Short task: Working from the line that contains "Mark a point on each instance of the cabinet" down to the last line below, repeat each line exactly.

Extracted data:
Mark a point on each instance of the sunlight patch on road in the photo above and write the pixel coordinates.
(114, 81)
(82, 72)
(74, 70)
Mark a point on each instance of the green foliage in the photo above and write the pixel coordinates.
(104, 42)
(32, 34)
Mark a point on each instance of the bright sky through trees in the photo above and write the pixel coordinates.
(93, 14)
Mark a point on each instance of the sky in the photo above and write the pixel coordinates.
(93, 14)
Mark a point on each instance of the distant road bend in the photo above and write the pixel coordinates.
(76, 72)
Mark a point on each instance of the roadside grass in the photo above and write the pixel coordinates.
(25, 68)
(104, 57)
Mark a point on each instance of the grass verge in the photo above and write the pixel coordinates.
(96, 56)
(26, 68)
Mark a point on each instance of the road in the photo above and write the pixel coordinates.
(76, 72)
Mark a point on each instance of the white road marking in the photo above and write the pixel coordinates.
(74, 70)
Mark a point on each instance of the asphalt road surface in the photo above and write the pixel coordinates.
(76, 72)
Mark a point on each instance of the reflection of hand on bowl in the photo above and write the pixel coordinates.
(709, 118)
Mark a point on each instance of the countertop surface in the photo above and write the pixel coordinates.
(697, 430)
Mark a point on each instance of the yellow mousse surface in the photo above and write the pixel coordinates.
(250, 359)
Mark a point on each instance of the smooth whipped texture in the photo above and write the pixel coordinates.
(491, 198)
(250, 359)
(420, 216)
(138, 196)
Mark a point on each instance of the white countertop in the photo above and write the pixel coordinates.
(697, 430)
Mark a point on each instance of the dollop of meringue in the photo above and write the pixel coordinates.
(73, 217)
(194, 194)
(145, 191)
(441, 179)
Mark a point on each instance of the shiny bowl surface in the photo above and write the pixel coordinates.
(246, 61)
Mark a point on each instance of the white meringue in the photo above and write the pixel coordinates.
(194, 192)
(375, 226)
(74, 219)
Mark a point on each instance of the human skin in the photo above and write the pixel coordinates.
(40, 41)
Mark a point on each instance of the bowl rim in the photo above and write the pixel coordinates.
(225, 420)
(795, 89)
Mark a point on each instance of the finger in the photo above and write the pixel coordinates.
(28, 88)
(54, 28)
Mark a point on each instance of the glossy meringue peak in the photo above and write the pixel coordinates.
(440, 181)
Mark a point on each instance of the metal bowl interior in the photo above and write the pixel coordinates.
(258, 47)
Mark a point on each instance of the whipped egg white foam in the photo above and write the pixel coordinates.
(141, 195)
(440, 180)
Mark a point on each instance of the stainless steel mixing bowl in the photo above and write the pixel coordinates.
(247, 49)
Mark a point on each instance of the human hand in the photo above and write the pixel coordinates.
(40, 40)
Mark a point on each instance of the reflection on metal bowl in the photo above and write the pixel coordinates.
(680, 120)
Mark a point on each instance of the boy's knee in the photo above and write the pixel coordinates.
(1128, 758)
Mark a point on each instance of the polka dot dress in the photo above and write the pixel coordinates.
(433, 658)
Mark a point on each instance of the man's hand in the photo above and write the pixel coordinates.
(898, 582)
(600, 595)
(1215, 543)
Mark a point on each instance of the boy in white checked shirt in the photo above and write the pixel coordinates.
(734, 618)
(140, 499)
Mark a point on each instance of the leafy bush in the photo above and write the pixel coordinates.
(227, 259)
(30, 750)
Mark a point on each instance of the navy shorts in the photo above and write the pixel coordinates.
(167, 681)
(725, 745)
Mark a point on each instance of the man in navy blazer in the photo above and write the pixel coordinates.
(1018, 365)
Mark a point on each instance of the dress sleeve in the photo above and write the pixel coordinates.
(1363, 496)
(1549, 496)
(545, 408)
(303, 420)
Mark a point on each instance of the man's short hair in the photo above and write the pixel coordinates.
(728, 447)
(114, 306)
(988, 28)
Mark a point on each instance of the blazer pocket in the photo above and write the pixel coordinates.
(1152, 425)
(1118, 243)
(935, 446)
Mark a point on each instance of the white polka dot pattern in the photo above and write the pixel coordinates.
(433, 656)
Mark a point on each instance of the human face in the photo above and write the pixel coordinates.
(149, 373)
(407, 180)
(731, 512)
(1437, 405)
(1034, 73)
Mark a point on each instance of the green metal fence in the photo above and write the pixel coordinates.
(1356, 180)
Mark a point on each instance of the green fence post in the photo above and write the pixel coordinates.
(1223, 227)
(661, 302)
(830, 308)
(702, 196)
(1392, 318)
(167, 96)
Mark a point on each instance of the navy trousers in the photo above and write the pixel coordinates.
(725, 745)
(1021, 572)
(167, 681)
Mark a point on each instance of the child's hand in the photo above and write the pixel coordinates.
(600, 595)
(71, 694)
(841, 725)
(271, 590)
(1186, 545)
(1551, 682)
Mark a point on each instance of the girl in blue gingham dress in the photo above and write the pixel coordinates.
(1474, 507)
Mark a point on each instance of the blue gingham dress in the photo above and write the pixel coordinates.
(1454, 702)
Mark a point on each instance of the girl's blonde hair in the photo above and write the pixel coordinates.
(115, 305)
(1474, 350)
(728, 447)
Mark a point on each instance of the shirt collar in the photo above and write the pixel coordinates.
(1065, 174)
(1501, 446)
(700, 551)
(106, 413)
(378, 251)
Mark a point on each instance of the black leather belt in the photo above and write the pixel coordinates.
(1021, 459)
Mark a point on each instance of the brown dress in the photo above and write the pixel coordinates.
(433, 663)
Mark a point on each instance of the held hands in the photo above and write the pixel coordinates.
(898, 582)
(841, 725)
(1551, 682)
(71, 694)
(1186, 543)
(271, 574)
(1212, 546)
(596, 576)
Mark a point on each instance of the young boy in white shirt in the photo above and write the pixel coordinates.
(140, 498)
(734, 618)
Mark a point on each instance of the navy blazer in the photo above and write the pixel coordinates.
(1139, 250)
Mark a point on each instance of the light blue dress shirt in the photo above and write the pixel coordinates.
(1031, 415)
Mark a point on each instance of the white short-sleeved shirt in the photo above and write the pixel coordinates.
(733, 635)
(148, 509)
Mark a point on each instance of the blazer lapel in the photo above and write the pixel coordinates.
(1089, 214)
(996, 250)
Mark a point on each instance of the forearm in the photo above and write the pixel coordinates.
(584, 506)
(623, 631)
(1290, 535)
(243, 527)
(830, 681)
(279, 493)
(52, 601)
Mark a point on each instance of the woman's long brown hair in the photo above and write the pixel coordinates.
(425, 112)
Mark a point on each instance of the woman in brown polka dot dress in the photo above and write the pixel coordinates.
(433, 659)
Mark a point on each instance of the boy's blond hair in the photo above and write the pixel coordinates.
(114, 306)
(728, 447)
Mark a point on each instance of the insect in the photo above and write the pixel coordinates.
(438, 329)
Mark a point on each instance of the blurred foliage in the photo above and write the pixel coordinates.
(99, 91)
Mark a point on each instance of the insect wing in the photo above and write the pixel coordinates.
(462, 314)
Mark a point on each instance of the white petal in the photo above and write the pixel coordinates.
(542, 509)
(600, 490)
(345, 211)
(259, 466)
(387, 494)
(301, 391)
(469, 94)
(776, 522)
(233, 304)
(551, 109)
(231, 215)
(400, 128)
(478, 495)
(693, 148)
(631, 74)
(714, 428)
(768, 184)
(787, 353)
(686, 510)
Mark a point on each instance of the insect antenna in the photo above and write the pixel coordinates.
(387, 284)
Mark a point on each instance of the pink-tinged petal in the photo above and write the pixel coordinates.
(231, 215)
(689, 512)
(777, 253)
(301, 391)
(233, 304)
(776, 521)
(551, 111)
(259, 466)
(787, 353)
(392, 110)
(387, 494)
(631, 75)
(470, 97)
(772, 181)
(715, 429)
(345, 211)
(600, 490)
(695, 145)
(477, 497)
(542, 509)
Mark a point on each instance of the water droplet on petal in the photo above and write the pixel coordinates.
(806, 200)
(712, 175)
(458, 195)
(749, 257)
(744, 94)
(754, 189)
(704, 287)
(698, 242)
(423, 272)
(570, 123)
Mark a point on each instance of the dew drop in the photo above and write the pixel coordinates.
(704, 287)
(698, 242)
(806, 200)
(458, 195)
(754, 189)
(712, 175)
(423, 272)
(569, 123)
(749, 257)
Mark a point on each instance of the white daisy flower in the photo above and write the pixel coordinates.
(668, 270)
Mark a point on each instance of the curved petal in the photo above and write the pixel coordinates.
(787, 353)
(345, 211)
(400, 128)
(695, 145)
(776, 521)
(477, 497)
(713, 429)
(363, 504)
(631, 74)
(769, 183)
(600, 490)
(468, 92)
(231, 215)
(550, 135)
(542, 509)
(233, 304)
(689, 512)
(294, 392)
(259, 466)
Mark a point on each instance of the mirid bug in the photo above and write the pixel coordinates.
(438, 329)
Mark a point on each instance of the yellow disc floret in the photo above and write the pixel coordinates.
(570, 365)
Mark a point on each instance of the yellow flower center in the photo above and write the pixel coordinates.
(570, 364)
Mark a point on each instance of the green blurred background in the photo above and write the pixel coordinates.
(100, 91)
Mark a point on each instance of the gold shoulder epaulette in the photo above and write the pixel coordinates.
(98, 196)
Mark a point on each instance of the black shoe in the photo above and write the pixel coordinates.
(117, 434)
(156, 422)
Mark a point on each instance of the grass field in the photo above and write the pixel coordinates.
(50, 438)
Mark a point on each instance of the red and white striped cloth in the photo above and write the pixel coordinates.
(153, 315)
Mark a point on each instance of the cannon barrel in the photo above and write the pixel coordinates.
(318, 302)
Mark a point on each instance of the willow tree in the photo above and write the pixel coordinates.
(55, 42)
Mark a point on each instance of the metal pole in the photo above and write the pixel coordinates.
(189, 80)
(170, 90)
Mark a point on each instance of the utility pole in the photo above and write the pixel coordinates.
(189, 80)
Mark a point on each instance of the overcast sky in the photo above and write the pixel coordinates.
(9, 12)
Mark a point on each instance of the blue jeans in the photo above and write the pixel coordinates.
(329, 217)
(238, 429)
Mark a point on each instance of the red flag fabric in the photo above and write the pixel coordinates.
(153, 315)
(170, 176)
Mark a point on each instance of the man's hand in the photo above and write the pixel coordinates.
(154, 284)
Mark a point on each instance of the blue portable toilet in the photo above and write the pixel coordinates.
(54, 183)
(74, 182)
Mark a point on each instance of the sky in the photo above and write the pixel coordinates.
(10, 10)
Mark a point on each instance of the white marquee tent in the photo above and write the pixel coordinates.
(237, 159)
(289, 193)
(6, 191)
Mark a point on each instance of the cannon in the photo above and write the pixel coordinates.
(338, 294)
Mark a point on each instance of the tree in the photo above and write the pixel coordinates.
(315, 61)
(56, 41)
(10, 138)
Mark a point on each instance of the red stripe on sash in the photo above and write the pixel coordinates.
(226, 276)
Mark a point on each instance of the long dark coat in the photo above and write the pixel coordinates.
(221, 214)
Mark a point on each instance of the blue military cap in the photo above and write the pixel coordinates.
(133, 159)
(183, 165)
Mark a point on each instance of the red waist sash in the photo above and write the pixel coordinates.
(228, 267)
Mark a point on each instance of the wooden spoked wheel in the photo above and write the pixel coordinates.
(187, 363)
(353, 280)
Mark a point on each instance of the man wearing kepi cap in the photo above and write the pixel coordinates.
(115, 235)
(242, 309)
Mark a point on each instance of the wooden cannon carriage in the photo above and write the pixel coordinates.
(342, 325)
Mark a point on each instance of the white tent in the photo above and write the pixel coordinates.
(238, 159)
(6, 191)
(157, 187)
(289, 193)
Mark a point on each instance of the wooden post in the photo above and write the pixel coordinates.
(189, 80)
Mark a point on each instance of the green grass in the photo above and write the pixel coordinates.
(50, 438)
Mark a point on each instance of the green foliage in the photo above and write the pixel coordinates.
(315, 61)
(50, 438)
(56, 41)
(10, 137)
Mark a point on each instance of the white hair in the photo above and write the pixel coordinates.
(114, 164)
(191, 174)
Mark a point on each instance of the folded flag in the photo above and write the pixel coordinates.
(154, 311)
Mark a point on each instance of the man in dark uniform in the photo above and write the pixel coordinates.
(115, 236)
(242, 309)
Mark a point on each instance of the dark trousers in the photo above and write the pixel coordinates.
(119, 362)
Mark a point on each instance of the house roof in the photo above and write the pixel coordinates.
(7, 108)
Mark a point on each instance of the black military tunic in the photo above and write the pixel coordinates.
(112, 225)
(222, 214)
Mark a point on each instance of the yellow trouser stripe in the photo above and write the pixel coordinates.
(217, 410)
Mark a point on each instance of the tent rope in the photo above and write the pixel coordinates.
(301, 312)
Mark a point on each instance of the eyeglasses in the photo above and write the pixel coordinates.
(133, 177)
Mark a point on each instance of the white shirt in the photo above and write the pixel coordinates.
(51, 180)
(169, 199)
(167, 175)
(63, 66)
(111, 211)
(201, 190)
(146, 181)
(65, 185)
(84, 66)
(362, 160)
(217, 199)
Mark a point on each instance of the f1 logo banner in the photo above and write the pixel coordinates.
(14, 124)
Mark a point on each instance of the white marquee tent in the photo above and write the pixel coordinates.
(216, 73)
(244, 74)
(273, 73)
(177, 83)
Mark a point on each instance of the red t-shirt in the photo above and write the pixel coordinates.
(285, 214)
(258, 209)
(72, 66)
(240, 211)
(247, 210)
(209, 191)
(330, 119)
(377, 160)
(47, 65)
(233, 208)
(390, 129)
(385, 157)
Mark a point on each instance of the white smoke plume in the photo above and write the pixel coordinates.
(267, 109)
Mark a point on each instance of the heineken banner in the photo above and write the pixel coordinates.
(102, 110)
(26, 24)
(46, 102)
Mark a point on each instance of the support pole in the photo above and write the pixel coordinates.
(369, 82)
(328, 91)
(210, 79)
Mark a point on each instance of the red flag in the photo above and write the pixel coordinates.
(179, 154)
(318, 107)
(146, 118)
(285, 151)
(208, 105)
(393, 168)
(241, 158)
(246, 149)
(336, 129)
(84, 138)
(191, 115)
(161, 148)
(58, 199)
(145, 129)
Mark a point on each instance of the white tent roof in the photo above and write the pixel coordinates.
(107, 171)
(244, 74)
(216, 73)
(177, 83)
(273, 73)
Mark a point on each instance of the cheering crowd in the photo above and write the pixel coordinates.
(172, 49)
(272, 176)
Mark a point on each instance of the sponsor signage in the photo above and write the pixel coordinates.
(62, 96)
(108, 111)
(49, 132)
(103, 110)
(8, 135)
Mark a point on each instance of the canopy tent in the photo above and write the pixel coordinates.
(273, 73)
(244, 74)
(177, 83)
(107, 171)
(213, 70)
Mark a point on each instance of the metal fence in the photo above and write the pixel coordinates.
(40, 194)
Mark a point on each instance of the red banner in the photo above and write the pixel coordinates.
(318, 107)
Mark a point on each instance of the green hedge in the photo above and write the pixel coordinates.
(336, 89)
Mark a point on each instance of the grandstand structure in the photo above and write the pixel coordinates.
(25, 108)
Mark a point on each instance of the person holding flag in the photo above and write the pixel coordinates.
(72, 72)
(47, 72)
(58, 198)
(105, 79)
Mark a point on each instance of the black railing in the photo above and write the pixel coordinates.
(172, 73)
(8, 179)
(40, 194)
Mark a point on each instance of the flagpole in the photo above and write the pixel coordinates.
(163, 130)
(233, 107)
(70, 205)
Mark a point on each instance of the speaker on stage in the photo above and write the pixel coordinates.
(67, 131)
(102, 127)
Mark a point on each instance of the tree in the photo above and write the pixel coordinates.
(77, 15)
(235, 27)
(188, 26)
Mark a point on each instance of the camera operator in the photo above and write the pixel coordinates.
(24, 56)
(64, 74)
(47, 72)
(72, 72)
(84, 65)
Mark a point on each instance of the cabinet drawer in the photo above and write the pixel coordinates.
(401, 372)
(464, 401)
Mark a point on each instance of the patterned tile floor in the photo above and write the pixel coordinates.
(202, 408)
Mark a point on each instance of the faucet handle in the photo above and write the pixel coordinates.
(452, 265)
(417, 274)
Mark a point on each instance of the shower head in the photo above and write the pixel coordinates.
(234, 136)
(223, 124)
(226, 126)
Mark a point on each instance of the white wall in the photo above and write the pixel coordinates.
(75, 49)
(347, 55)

The reply:
Mark a point on each instance of the cabinet drawer in the photo above and write the pixel coordinates.
(401, 372)
(464, 401)
Mark a point on each instance of the patterned tile floor in the photo above and write the pixel coordinates.
(202, 408)
Mark a point on each instance of the faucet handle in the photo above and write the pixel coordinates.
(452, 265)
(417, 274)
Mark a point on each instance of the shower head in the photo above and write the pixel coordinates.
(234, 136)
(223, 124)
(226, 126)
Mark a point on each instance of the white wall in the photo above and write the pixel coordinates.
(75, 49)
(347, 55)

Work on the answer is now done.